Extract: Begin

As you are preparing to be with family and enjoy delicious meals, the advice to avoid overeating foods high in fat is especially important.
Some nutritional studies are finding that a high-fat diet may fuel spread of prostate cancer. The impact of a man’s diet is another important clinical step in our understanding the causes of prostate cancer. A significant study published in Nature Genetic found, “an aberrant SREBP-dependent lipogenic program promotes metastatic prostate cancer.” This study suggests that dietary fat may feed prostate tumors and help them spread.
While we know that obesity has been linked to prostate cancer in some studies over the years, the exact reason has not been clear. We may be closer to an answer from the researchers Beth Israel Deaconess Medical Center in Boston. The study found that “when prostate cancers lose a particular gene, they become tiny fat factories.” The study, done on mice, found that without this gene, prostate cancer spread and metastasized when fed a high fat diet.
This preliminary finding suggested that dietary fat can fuel prostate cancer growth. The investigators also used an obesity drug that blocks fat production resulting in a regression of metastatic prostate cancer in mice.
While the many of the specific causes of developing prostate cancer are unknown and being researched, the categories of risk factors include:
- Genetics
- Heredity
- Hormonal influences
- Dietary issues
- Environmental factors
It is important to note that I and most experts agree – limiting your intake of sugar rich drinks and processed carbohydrates, and eating more fruits, vegetables, legumes, fiber-rich whole grains and “good” unsaturated fats is a good health decision.

Extract: End
Excerpted records: Begin

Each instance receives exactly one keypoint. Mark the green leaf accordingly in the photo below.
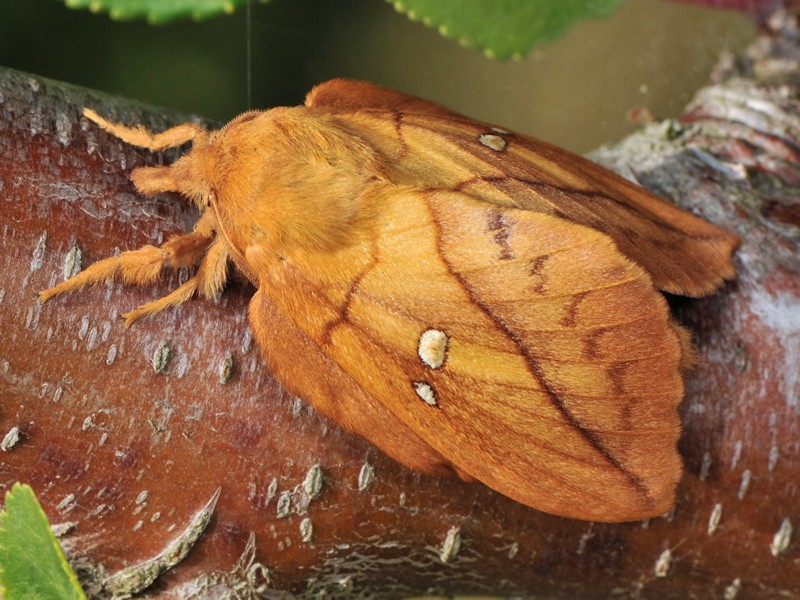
(32, 565)
(503, 28)
(158, 11)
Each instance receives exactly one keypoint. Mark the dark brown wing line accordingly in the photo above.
(535, 370)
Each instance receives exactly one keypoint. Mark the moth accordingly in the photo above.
(473, 301)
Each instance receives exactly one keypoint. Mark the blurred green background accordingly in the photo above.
(575, 92)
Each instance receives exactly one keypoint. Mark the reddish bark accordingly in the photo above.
(129, 456)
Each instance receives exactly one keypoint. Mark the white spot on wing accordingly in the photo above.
(433, 348)
(495, 142)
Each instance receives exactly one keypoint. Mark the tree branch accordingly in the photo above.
(129, 457)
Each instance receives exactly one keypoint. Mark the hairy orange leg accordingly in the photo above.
(139, 136)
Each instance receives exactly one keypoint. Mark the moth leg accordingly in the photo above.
(144, 265)
(209, 280)
(139, 136)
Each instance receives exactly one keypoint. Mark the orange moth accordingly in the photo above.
(471, 300)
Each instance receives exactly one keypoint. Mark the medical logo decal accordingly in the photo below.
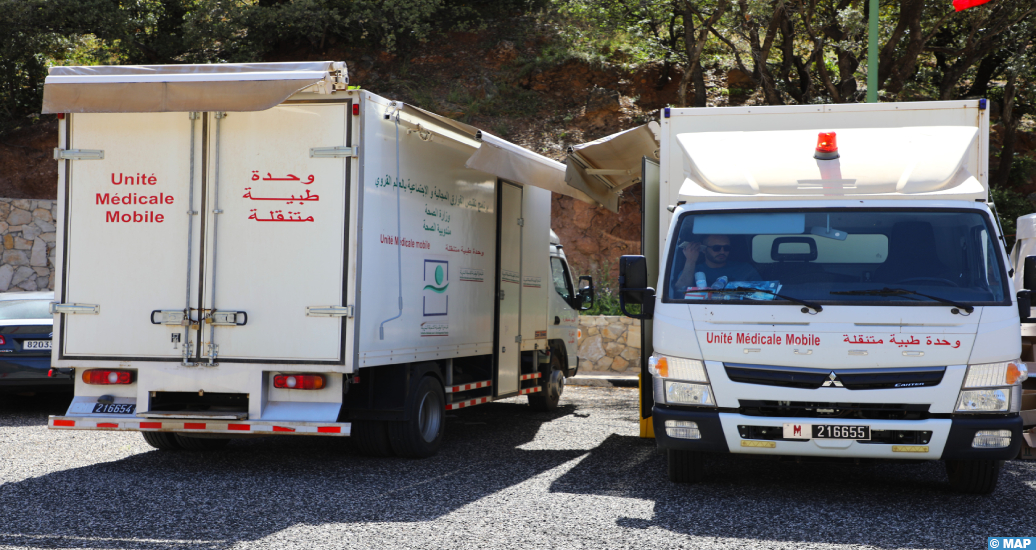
(832, 380)
(436, 280)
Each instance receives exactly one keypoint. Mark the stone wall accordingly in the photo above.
(609, 343)
(28, 231)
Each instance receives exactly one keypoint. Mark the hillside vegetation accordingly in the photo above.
(548, 74)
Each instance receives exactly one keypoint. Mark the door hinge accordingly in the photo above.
(75, 309)
(334, 152)
(78, 154)
(328, 311)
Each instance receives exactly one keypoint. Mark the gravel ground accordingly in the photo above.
(506, 478)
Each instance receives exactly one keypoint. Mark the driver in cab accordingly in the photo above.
(714, 263)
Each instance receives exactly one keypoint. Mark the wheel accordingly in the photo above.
(975, 476)
(686, 466)
(371, 438)
(161, 440)
(200, 443)
(551, 394)
(421, 434)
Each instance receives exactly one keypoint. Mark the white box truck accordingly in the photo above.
(260, 249)
(826, 282)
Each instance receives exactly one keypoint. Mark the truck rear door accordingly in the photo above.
(125, 186)
(276, 234)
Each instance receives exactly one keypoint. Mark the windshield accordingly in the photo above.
(836, 256)
(25, 309)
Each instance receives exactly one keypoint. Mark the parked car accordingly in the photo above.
(26, 327)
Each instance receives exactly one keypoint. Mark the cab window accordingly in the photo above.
(560, 276)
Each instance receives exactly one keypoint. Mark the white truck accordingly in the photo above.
(827, 282)
(259, 249)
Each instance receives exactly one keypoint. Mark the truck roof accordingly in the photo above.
(884, 162)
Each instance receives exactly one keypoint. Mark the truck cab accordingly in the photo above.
(832, 283)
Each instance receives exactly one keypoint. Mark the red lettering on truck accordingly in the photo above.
(147, 216)
(133, 198)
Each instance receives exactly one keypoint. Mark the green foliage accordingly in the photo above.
(606, 291)
(1010, 205)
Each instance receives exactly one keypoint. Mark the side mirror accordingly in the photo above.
(1029, 277)
(633, 287)
(585, 295)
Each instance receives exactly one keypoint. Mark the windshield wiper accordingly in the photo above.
(809, 305)
(900, 292)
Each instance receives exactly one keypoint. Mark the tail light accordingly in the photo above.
(299, 381)
(827, 146)
(106, 377)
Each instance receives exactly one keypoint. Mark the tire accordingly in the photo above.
(161, 440)
(547, 399)
(686, 466)
(200, 443)
(371, 438)
(973, 476)
(421, 434)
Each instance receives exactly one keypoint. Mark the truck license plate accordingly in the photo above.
(115, 408)
(826, 431)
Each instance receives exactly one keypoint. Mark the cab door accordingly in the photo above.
(509, 289)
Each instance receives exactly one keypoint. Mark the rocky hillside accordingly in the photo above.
(508, 83)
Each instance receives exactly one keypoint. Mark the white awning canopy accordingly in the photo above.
(893, 161)
(605, 167)
(231, 87)
(502, 158)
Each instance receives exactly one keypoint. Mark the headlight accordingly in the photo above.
(686, 394)
(678, 369)
(994, 374)
(993, 400)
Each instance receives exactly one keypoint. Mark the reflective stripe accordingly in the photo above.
(468, 403)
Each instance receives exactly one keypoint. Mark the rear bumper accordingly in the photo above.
(951, 438)
(199, 426)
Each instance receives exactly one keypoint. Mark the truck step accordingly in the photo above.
(219, 427)
(468, 403)
(467, 386)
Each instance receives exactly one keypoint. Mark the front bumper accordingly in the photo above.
(951, 438)
(128, 423)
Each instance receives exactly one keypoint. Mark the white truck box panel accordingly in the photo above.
(448, 225)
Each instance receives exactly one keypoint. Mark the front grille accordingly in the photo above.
(847, 378)
(805, 409)
(882, 437)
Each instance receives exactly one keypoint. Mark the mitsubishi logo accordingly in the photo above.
(833, 380)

Excerpted records: End

- [Explore the material]:
[A] Answer these questions from the prostate cancer article:
(i) Researchers from which Boston medical center conducted the study on prostate cancers that lose a particular gene?
(ii) What animals was that study done on?
(iii) What kind of drug did the investigators use that led to a regression of metastatic prostate cancer?
[B] List every category of risk factors for developing prostate cancer that the prostate cancer article names.
[C] Write out the part of the prostate cancer article between "Some nutritional studies" and "help them spread.", inclusive.

- [Task responses]:
[A]
(i) Beth Israel Deaconess Medical Center
(ii) Mice
(iii) An obesity drug that blocks fat production

[B]
- Genetics
- Heredity
- Hormonal influences
- Dietary issues
- Environmental factors

[C]
Some nutritional studies are finding that a high-fat diet may fuel spread of prostate cancer. The impact of a man’s diet is another important clinical step in our understanding the causes of prostate cancer. A significant study published in Nature Genetic found, “an aberrant SREBP-dependent lipogenic program promotes metastatic prostate cancer.” This study suggests that dietary fat may feed prostate tumors and help them spread.